> QUESTIONS TO ANSWER:
A – In the comment thread about AI-sounding writing, which tool did the commenter ask about whether a colleague's WhatsApp response was AI-written?
B – Duplicate the stretch of the comment thread about AI-sounding writing from "Yes, there's an" through "have a point.".
C – Pick up the comment thread about AI-sounding writing after its final sentence and keep it going.

Top of SUPPLIED TEXT

The way ChatGPT writes drives me insane. As for the author, clearly they're very good, but I prefer a much simpler style. I feel like the big boy SAT words should pop out of the page unaccompanied, just one per page at most.
[0] https://www.theverge.com/features/23764584/ai-artificial-int...
Update: To illustrate this, here's a comparison of a paragraph from this article:
> It is a new frontier of the same old struggle: The struggle to be seen, to be understood, to be granted the same presumption of humanity that is afforded so easily to others. My writing is not a product of a machine. It is a product of my history. It is the echo of a colonial legacy, the result of a rigorous education, and a testament to the effort required to master the official language of my own country.
And ChatGPT's "improvement":
> This is a new frontier of an old struggle: the struggle to be seen, to be understood, to be granted the easy presumption of humanity that others receive without question. My writing is not the product of a machine. It is the product of history—my history. It carries the echo of a colonial legacy, bears the imprint of a rigorous education, and stands as evidence of the labor required to master the official language of my own country.
Yes, there's an additional em-dash, but what stands out to me more is the grandiosity. Though I have to admit, it's closer than I would have thought before trying it out; maybe the author does have a point.
His responses in Zoom Calls were the same mechanical and sounds like AI generated. I even checked one of his responses in WhatsApp if it's AI by asking the Meta AI whether it's AI written, and Meta AI also agreed that it's AI written and gave points to why it believes this message was AI written.
When I showed the response to the colleague he swore that he was not using ant AI to write his responses. I believe after he said to me it was not AI written. And now reading this I can imagine that it's not an isolated experience.
The formal part resonates, because most non-native english speaker learnt it at school, which teaches you literary english rather than day-to-day english. And this holds for most foreign languages learnt in this context: you write prose, essays, three-part prose with an introduction and a conclusion. I've got the same kind of education in france, though years of working in IT gave me a more "american" english style: straight to the point and short, with a simpler vocabulary for everyday use.

Bottom of SUPPLIED TEXT
Top of INFORMATION SHOWN

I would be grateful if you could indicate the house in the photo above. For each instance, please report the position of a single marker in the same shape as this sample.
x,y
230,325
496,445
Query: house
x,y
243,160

Bottom of INFORMATION SHOWN

> OUTPUTS FOR THE TASKS:
A – Meta AI, which agreed the message was AI-written and listed reasons why.

B –
Yes, there's an additional em-dash, but what stands out to me more is the grandiosity. Though I have to admit, it's closer than I would have thought before trying it out; maybe the author does have a point.

C –
As for whether your writing is ChatGPT: it's definitely not. What those "AI bounty hunters" would miss in such an essay: there is no fluff. Yes, the sentences may use the "three points" classical method, but they don't stick out like a sore thumb - I would not have noticed should the author had not mentioned it. This does not feel like filling. Usually with AI articles, I find myself skipping more than half of each paragraph, due to the information density - just give me the prompt. This article got me reading every single word. Can we call this vibe reading?
I just saw someone today that multiple people accused of using ChatGPT, but their post was one solid block of text and had multiple grammar errors. But they used something similar to the way ChatGPT speaks, so they got accused of it and the accusers got massive upvotes.
I'm sure there's some voice actor out there who can't get work because they sound too similar to the generated voices that appear in TikTok videos.
Earlier today I stumbled upon a blog post that started with a sentence that was obviously written by someone with a slavic background (most writers from other language families create certain grammatical patterns when writing in another language, e.g. German is also quite typical). My first thought was "great, this is most likely not written by a LLM".
Some people are perhaps overly focussed on superficial things like em-dashes. The real tells for ChatGPT writing are more subtle -- a tendency towards hyperboly (it's not A, it's [florid restatment of essentially A] B!), a certain kind of rhythym, and frequently a kind of hard to describe "emptiness" of claims.
(LLMs can write in mang styles, but this is the sort of "kid filling out the essay word count" style you get in chatgpt etc by default.)
- Do not confuse 'night' with 'evening'.
- This office spells it 'programme'.
- Hotels are 'kept', not 'run'.
- Dead men do not leave 'wives', but they may leave 'widows'.
- 'Very' is a word often used without discrimination. It is not difficult to express the same meaning when it is eliminated.
- The relative pronoun 'that' is used about three times superfluously to the one time that it helps the sense.
- Do not write 'this city' when you mean Chicago.
Some things I've learned/realized from this thread:
1. You can make an em-dash on Macs using -- or a keyboard shortcut
2. On Windows you can do something like Alt + 0151 which shows why I have never done it on purpose... (my first ever —)
3. Other people might have em-dashes on their keyboard?
I still think it's a relatively good marker for ChatGPT-generated-text iff you are looking at text that probably doesn't apply to the above situations (give me more if you think of them), but I will keep in mind in the future that it's not a guarantee and that people do not have the exact same computer setup as me. Always good to remember that. I still do the double space after the end of a sentence after all.
We will all soon write and talk like ChatGPT. Kids growing up asking ChatGPT for homework help, people use it for therapy, to resumes, for CVs, for their imaginary romantic "friends", asking every day questions from the search engine they'll get some LLM response. After some time you'll find yourself chatting with your relative or a coworker over coffee and instead of hearing, "lol, Jim, that's bullshit" you'll hear something like "you're absolutely right, here let me show you a bulleted list why this is the case...". Even more scarier, you'll soon hear yourself say that to someone, as well.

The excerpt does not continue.